#### Exercise
Skip the images and return the records below exactly.

#### Dataset entries
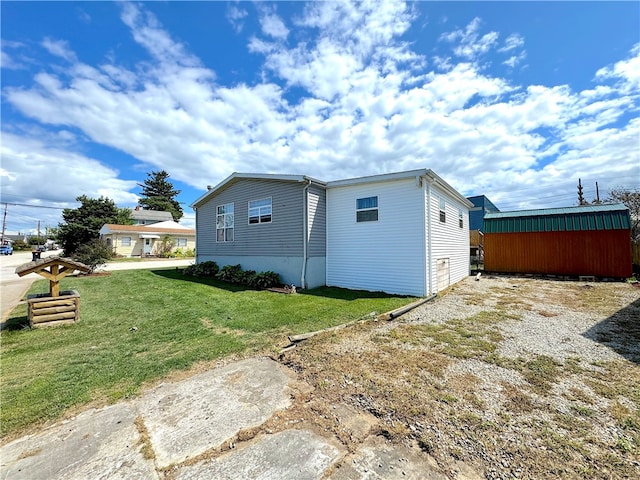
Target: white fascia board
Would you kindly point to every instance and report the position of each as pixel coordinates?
(258, 176)
(385, 177)
(449, 189)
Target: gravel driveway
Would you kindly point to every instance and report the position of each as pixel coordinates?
(500, 378)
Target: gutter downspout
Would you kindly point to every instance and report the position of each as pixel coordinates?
(428, 183)
(305, 221)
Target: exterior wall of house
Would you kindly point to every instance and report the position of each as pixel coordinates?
(449, 249)
(601, 253)
(275, 246)
(384, 255)
(136, 244)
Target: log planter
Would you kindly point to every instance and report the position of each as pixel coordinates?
(45, 311)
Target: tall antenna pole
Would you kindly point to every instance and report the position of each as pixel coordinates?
(4, 222)
(580, 197)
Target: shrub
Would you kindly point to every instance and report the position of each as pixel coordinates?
(231, 274)
(93, 254)
(265, 280)
(207, 269)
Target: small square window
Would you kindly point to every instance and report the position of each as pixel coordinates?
(367, 209)
(260, 211)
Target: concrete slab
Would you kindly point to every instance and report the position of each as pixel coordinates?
(97, 444)
(378, 459)
(186, 419)
(298, 454)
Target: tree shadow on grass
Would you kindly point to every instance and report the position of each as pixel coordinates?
(327, 292)
(620, 332)
(179, 276)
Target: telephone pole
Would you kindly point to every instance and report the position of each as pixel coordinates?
(4, 223)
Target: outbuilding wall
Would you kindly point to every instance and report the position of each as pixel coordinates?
(601, 253)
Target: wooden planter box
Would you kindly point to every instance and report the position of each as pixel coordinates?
(45, 311)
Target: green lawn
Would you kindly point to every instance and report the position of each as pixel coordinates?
(136, 326)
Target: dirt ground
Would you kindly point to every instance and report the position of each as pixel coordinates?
(499, 378)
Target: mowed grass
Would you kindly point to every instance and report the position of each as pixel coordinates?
(138, 326)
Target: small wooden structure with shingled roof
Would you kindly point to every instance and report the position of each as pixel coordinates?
(55, 307)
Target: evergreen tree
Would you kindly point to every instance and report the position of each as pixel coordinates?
(83, 224)
(158, 194)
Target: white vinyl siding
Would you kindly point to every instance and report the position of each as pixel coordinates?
(387, 255)
(449, 242)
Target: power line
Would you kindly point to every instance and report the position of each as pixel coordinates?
(31, 206)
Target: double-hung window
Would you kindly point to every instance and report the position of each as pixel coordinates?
(260, 211)
(367, 209)
(224, 223)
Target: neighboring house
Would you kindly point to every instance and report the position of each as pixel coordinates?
(404, 233)
(590, 240)
(144, 240)
(481, 206)
(149, 217)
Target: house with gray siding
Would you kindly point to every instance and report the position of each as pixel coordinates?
(404, 233)
(265, 222)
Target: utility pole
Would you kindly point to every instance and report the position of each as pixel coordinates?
(4, 223)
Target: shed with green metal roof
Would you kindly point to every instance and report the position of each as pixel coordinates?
(588, 240)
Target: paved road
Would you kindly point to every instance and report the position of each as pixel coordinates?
(14, 287)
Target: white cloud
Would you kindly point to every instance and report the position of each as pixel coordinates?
(627, 70)
(469, 44)
(59, 48)
(368, 105)
(236, 15)
(273, 26)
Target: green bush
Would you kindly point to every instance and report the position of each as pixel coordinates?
(264, 280)
(93, 254)
(205, 269)
(231, 274)
(234, 274)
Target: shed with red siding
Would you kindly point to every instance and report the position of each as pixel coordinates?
(589, 240)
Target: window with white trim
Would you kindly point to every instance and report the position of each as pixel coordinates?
(367, 209)
(224, 223)
(260, 211)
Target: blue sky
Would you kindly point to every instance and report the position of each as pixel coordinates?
(514, 100)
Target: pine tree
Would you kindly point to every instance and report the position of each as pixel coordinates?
(158, 194)
(82, 225)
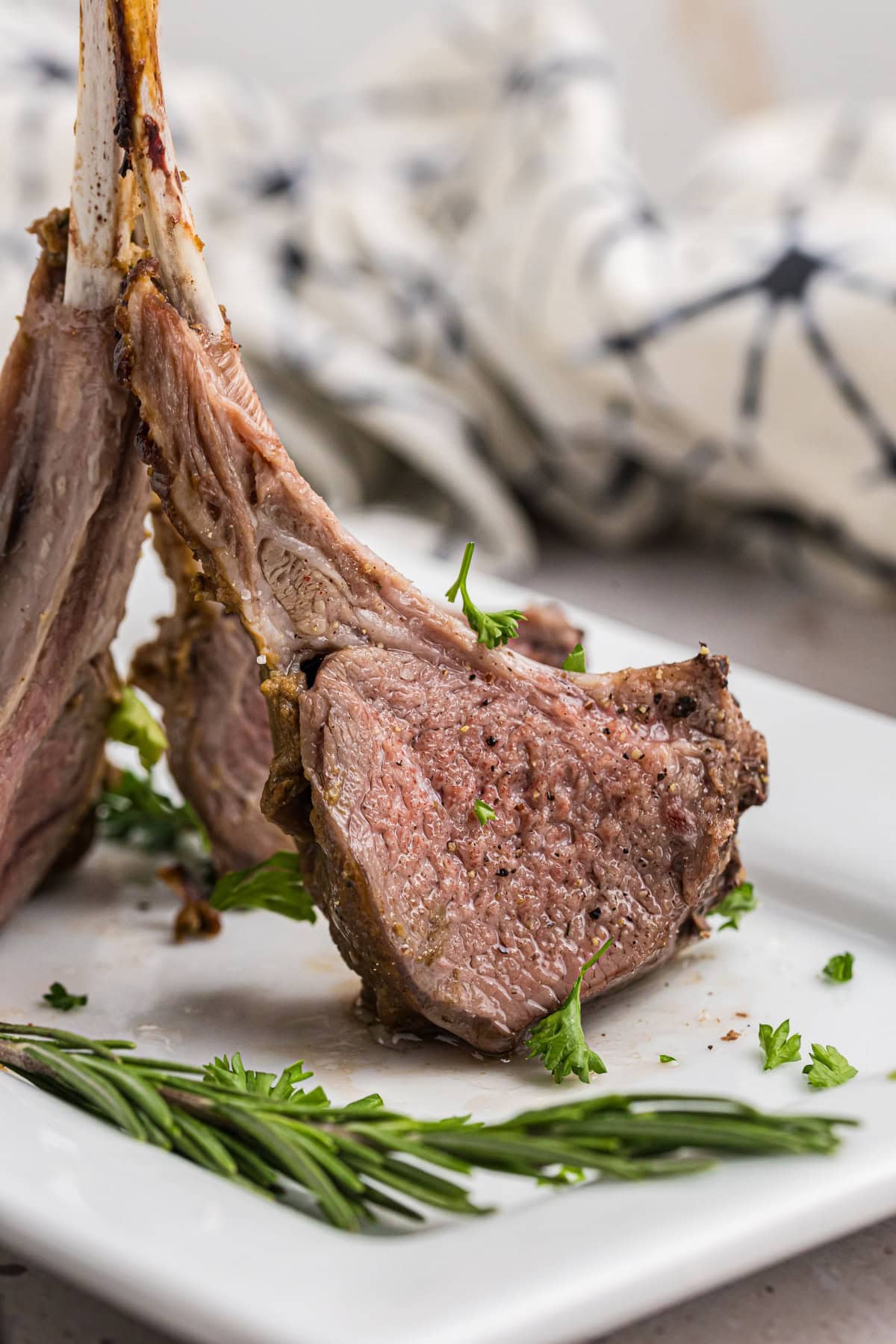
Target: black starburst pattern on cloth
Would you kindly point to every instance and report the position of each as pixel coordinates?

#### Response box
Target: white fascia board
Would you kindly point to every instance and report the position of each as pixel coordinates?
(258, 176)
(385, 177)
(449, 189)
Target: gravel driveway
Would you kindly point to every instance and report the position of each as pixel coordinates?
(500, 378)
Target: gutter downspout
Would you kindly point to every instance and report the position of each as pixel coordinates?
(428, 183)
(305, 221)
Target: exterior wall of house
Would you kindly point to every instance and report the position of each as pixel coordinates?
(449, 249)
(601, 253)
(275, 246)
(384, 255)
(136, 244)
Target: log planter
Would you kindly point to every instance and report the position of each as pixel coordinates?
(45, 311)
Target: tall antenna pole
Would you kindly point to every instance and report the position of each as pixel coordinates?
(4, 222)
(580, 197)
Target: shrub
Would you kindly point to every instance and report the position of each as pixel coordinates?
(231, 274)
(93, 254)
(265, 280)
(207, 269)
Target: small square window
Would you kindly point to every instance and report the position of each as pixel coordinates?
(367, 209)
(260, 211)
Target: concrete slab
Would you kindly point to every instance and report the position of each as pixel coordinates?
(97, 444)
(378, 459)
(186, 419)
(298, 454)
Target: tree shadow on grass
Would you kindly point to every instance and report the position of each as pixel coordinates?
(327, 292)
(620, 332)
(179, 276)
Target: telephone pole
Would you kindly point to every instance and report the position of each as pixel coordinates?
(4, 223)
Target: outbuilding wall
Would you kindly point to every instance and report the position of each as pixel coordinates?
(601, 253)
Target: wooden planter box
Would you kindly point to every instance and report the position of each as pixel coordinates?
(45, 311)
Target: green lawn
Would you kindly point to every instance and report the position of each as pixel coordinates?
(136, 326)
Target: dirt ground
Would you kindly point to every instance and report the position of each as pixel coordinates?
(499, 378)
Target: mowed grass
Would you kindly point to every instance and report the position of each as pixel coordinates?
(138, 326)
Target: small wooden structure with shingled roof
Would you kindly point to every instance and report the position of each as pixel coordinates?
(55, 307)
Target: evergreen tree
Would you kindly point to every instance and report the position of each as pixel coordinates?
(83, 224)
(158, 194)
Target: white vinyl siding
Would you kindly point to every instance and report the position of each as pixel coordinates?
(387, 255)
(449, 242)
Target: power line
Would you kindly point to every instance and report the position of each as pixel coordinates?
(31, 206)
Target: double-hung window
Would you kindly point to every instance and report the position of each as pixel coordinates?
(260, 211)
(367, 209)
(224, 223)
Target: neighboring house
Would you kindly point to every instance and report the position of each as pixel coordinates?
(404, 233)
(590, 240)
(144, 240)
(481, 206)
(149, 217)
Target: house with gray siding
Would you kindly point to every instance and report the position of each as pixel coordinates?
(404, 233)
(265, 222)
Target: utility pole
Would you kindly point to every instance and report the position of each as pixel coordinates?
(4, 223)
Target: shed with green metal roof
Would you kindly point to every instance and report the position of each as pixel coordinates?
(588, 240)
Target: paved road
Would you kindly point to every instance and report the position of each as pixel coordinates?
(14, 287)
Target: white cloud
Would you kindly point to every instance and report the position of each as pixel coordinates?
(627, 70)
(469, 44)
(59, 48)
(368, 105)
(236, 15)
(273, 26)
Target: green bush
Would you kindly point to every instance and report the position of each as pixel coordinates?
(264, 280)
(93, 254)
(205, 269)
(231, 274)
(234, 274)
Target: shed with red siding
Would you kindly point to every instance and report the position of each as pixel coordinates?
(589, 240)
Target: window with white trim
Would you kindly point to every instance and report the position of each as pixel coordinates?
(367, 209)
(224, 223)
(260, 211)
Target: blue sky
Would you kindly point to every instance and report the position of each as pixel coordinates?
(514, 100)
Target: pine tree
Would you kindly point to every instance and report the position of each as pixel coordinates?
(158, 194)
(82, 225)
Target: black starburst pattern on cloth
Would you kindly point to every instance and report the position of each as pixel coordinates?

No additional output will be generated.